* BEGIN *

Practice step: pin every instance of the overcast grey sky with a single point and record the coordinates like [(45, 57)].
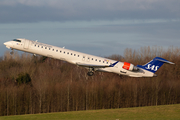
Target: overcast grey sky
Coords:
[(99, 27)]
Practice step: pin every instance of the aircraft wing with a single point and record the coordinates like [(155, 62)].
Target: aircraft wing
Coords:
[(96, 66)]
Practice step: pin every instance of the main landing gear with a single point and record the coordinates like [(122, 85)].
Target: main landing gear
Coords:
[(12, 51), (91, 72)]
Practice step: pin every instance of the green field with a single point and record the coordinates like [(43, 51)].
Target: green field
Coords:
[(163, 112)]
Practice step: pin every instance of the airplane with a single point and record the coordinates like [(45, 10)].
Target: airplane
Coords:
[(91, 62)]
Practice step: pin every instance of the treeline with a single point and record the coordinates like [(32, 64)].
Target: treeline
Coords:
[(30, 85)]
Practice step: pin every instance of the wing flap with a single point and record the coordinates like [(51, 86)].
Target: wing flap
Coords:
[(96, 66)]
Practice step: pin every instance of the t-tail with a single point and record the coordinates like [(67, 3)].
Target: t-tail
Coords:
[(154, 64)]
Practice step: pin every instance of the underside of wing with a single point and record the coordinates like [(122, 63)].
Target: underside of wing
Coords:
[(96, 66), (92, 65)]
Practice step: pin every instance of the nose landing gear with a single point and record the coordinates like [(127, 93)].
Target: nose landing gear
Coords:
[(91, 72)]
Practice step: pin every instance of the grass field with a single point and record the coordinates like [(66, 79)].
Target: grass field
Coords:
[(163, 112)]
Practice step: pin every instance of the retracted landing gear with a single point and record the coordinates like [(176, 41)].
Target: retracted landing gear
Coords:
[(91, 72)]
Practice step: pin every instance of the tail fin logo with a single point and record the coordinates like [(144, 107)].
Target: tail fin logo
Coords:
[(152, 67)]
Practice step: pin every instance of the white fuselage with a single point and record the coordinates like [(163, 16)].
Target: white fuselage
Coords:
[(74, 57)]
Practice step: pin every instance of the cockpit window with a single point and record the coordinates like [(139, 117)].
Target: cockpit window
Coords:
[(17, 40)]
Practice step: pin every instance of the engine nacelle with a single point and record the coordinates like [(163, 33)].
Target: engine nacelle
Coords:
[(129, 66)]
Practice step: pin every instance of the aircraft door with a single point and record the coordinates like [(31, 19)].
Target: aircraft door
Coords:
[(26, 44)]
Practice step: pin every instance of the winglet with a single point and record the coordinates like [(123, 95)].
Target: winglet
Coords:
[(112, 65)]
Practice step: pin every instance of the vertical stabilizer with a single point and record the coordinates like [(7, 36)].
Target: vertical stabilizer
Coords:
[(154, 64)]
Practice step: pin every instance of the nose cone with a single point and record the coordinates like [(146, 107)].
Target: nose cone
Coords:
[(8, 44)]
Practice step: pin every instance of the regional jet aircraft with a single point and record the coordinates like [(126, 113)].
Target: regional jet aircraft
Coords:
[(91, 62)]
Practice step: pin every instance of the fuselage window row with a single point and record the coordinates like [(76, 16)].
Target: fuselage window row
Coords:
[(56, 50)]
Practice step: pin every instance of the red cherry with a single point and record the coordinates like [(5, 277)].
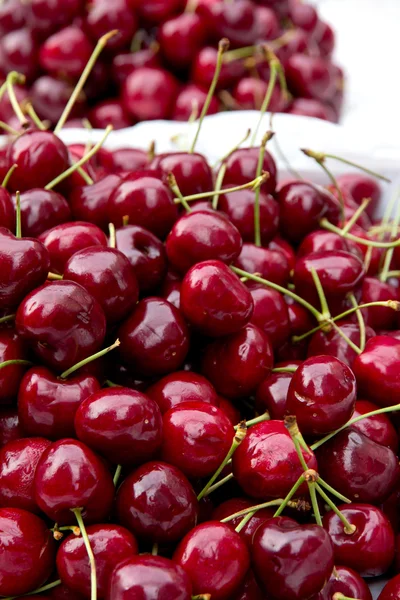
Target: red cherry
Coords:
[(111, 545), (157, 503), (291, 560), (148, 575), (47, 404), (69, 475), (266, 463), (27, 552), (370, 549)]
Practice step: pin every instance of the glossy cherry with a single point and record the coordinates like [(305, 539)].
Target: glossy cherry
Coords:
[(157, 503), (291, 560)]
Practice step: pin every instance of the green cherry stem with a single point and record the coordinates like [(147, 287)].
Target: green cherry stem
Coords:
[(80, 162), (101, 44), (89, 359), (93, 575), (237, 440), (222, 48)]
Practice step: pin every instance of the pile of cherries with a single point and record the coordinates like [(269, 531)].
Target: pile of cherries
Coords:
[(161, 62)]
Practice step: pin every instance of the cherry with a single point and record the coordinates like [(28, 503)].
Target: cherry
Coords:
[(370, 549), (66, 52), (90, 202), (234, 505), (378, 427), (25, 264), (18, 462), (27, 552), (70, 476), (154, 339), (182, 387), (47, 404), (148, 577), (269, 264), (214, 300), (157, 503), (111, 545), (149, 93), (62, 322), (181, 37), (358, 467), (215, 558), (266, 463), (239, 206), (291, 560), (376, 370), (322, 395), (196, 438), (302, 206), (190, 100), (64, 240), (123, 425), (146, 201), (237, 364)]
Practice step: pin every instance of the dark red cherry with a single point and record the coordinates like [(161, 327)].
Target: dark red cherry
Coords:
[(25, 264), (154, 339), (234, 505), (64, 240), (182, 386), (376, 370), (62, 322), (370, 549), (214, 300), (358, 467), (378, 427), (40, 155), (123, 425), (269, 264), (149, 93), (236, 364), (196, 438), (27, 552), (18, 462), (302, 206), (266, 463), (66, 52), (150, 577), (322, 395), (291, 560), (157, 503), (147, 202), (111, 545), (239, 206), (70, 475), (47, 404), (108, 276)]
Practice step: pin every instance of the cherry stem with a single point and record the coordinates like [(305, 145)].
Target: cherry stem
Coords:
[(348, 527), (83, 78), (237, 440), (117, 475), (260, 163), (18, 229), (112, 242), (80, 162), (360, 319), (89, 359), (175, 189), (93, 576), (8, 176), (378, 411), (282, 290), (222, 48)]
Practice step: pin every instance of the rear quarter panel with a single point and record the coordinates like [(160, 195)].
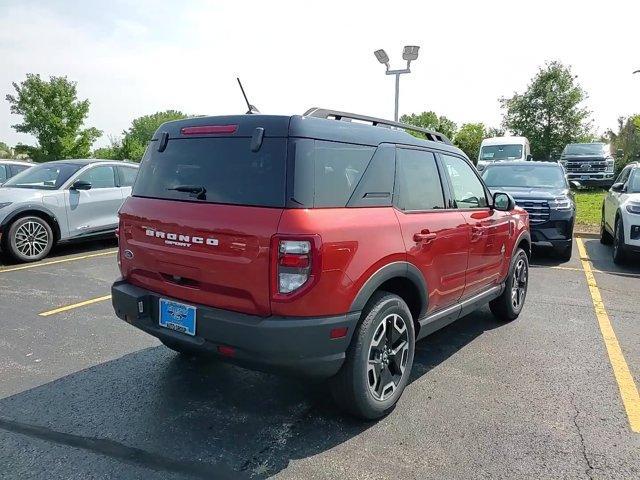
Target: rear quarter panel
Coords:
[(356, 242)]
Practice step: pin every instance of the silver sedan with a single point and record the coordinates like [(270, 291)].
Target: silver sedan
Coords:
[(61, 201)]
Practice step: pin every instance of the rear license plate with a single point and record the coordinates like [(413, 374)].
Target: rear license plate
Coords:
[(178, 316)]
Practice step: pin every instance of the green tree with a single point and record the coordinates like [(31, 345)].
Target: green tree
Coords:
[(52, 113), (430, 120), (626, 138), (5, 151), (135, 139), (469, 138), (550, 113)]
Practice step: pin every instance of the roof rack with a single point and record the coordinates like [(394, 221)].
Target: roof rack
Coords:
[(376, 122)]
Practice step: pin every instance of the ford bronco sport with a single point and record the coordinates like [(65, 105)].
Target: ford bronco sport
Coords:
[(323, 245)]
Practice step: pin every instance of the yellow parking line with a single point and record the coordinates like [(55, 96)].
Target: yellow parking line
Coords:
[(628, 389), (75, 305), (54, 262), (573, 269)]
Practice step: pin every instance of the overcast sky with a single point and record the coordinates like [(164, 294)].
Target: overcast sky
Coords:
[(135, 58)]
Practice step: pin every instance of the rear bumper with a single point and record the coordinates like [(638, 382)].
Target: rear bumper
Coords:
[(557, 232), (297, 346)]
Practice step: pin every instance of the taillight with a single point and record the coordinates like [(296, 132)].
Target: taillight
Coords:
[(296, 265)]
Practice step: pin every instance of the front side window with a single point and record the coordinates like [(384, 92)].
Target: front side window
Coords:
[(468, 191), (44, 176), (127, 176), (99, 177), (419, 185)]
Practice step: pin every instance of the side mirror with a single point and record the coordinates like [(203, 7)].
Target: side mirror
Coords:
[(81, 185), (503, 202)]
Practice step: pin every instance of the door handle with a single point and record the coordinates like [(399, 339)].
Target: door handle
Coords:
[(424, 236)]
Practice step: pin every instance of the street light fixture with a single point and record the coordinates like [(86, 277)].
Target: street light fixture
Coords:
[(409, 53)]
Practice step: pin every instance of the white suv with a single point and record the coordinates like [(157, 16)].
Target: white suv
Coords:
[(620, 222)]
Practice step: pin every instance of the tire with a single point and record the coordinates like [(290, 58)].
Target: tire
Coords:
[(564, 254), (373, 378), (182, 349), (605, 237), (619, 247), (29, 239), (509, 304)]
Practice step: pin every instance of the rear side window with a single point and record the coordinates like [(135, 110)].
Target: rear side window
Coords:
[(468, 190), (127, 176), (100, 177), (327, 173), (215, 170), (419, 185)]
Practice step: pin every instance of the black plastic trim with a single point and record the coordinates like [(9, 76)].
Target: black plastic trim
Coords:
[(393, 270)]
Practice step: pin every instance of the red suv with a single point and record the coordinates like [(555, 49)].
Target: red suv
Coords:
[(323, 245)]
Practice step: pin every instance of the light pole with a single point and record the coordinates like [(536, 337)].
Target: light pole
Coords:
[(409, 53)]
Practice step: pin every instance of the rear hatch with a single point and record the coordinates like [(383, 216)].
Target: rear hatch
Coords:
[(203, 210)]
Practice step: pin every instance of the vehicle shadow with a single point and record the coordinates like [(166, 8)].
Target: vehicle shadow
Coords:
[(601, 257), (203, 419), (72, 248)]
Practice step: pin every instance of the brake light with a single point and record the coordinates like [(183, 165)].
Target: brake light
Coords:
[(296, 263), (209, 129)]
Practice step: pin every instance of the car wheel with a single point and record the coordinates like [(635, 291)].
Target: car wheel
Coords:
[(379, 360), (29, 239), (509, 304), (564, 253), (618, 242), (605, 237)]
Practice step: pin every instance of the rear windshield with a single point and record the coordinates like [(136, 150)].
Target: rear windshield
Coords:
[(215, 170), (492, 153)]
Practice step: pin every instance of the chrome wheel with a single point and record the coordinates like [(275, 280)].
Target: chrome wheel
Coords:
[(519, 284), (388, 355), (31, 239)]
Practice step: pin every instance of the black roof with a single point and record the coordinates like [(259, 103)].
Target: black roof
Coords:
[(521, 163), (307, 127)]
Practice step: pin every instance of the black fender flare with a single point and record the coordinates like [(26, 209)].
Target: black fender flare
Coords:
[(32, 207), (526, 235), (393, 270)]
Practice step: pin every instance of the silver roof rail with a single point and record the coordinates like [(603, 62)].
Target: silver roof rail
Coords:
[(376, 122)]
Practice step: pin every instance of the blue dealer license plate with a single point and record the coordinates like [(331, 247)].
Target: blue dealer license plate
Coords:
[(178, 316)]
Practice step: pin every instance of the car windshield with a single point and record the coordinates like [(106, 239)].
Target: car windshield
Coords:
[(44, 176), (492, 153), (527, 176), (584, 149)]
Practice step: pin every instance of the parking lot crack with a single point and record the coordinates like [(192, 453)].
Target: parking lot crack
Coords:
[(124, 453), (590, 468)]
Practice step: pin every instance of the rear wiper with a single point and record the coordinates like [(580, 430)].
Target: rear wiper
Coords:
[(200, 192)]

* END *

• What this task involves
Copy the lines above word for word, starting with the line that contains "Practice step: pin every instance of the retracted" and going on through the line that contains "[(157, 503), (291, 560)]", and leave the pictures out of your copy.

• Result of this exercise
Practice step: pin every instance of the retracted landing gear with a single point and record the coordinates like [(176, 41)].
Target: retracted landing gear
Coords:
[(91, 72)]
Practice step: pin every instance of the tail fin logo with a single point and record the coordinates like [(144, 107)].
Target: tail fin logo
Coords:
[(152, 67)]
Practice step: pin every instance of the white fuselage with a single point and record the coordinates like [(163, 16)].
Target: white fuselage
Coords:
[(74, 57)]
Practice step: pin every instance of the cockpit window with a single point and record the coordinates like [(139, 117)].
Target: cockpit window
Coords:
[(17, 40)]
Practice step: pin every instance of the engine nacelle with a single point and record the coordinates like [(163, 33)].
Target: engine nacelle
Coords:
[(129, 66)]
Practice step: pin every instance of the aircraft door with a single point and record the coordinates like [(31, 19)].
Target: aircraft door
Coords:
[(26, 44)]
Practice step: pin every instance of the winglet with a single point and record the coordinates like [(123, 95)].
Target: winglet
Coords:
[(112, 65)]
Practice step: pin every instance of the vertical stabilizer with a single point and record the coordinates like [(7, 36)].
Target: vertical stabilizer
Coords:
[(154, 64)]
Practice step: pin every instance of the nose cone with a single point and record the coordinates like [(146, 107)].
Target: nose cone
Coords:
[(8, 44)]
Practice step: pin every instance of the regional jet aircraft with a single point and record the coordinates like [(126, 113)].
Target: regional jet aircraft
Coords:
[(91, 62)]
Practice step: pin every instance of the fuselage window row with a single point and record the coordinates like [(76, 16)].
Target: fuselage window row
Coords:
[(56, 50)]
Practice step: pin every instance of the red cherry with a single point and record the coordinates like [(5, 277)].
Target: red cherry
Coords:
[(111, 545), (157, 503), (291, 560), (148, 575), (47, 404), (69, 475), (266, 463), (27, 552), (370, 549)]
Practice step: pin every instance of the glossy cherry with a single point and record the coordinates like [(305, 539)].
Target: glossy cherry
Coords:
[(157, 503), (291, 560)]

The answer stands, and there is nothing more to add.